◆ Exercise ◆
Output the material below word for word, leaving out the pictures.

◆ Task material ◆
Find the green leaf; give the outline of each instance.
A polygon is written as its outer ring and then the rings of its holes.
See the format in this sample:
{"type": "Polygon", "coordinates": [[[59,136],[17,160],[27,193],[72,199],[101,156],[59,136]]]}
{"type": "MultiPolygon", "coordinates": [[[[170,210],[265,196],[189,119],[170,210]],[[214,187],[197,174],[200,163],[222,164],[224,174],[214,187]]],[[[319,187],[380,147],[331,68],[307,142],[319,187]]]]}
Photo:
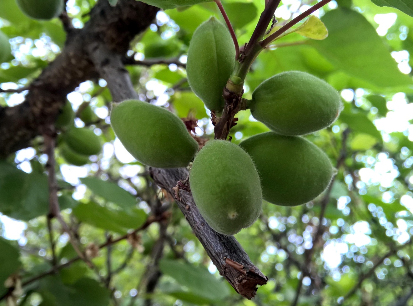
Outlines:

◆ Answer to this exercise ◆
Find the green leaf; give the outline of each instance.
A polygon is written as its outer ring and then the rings of its holes.
See the format in this sample:
{"type": "Polygon", "coordinates": [[[59,136],[17,160],[27,193],[72,199],[101,156],[59,136]]]}
{"type": "MultiPolygon", "coordinates": [[[[170,210],[265,196],[189,119],[170,210]],[[214,187],[197,174],[200,163],[222,164],[224,174],[214,187]]],[[[319,187],[380,147],[331,68],[307,142],[319,187]]]]}
Photo:
Outlines:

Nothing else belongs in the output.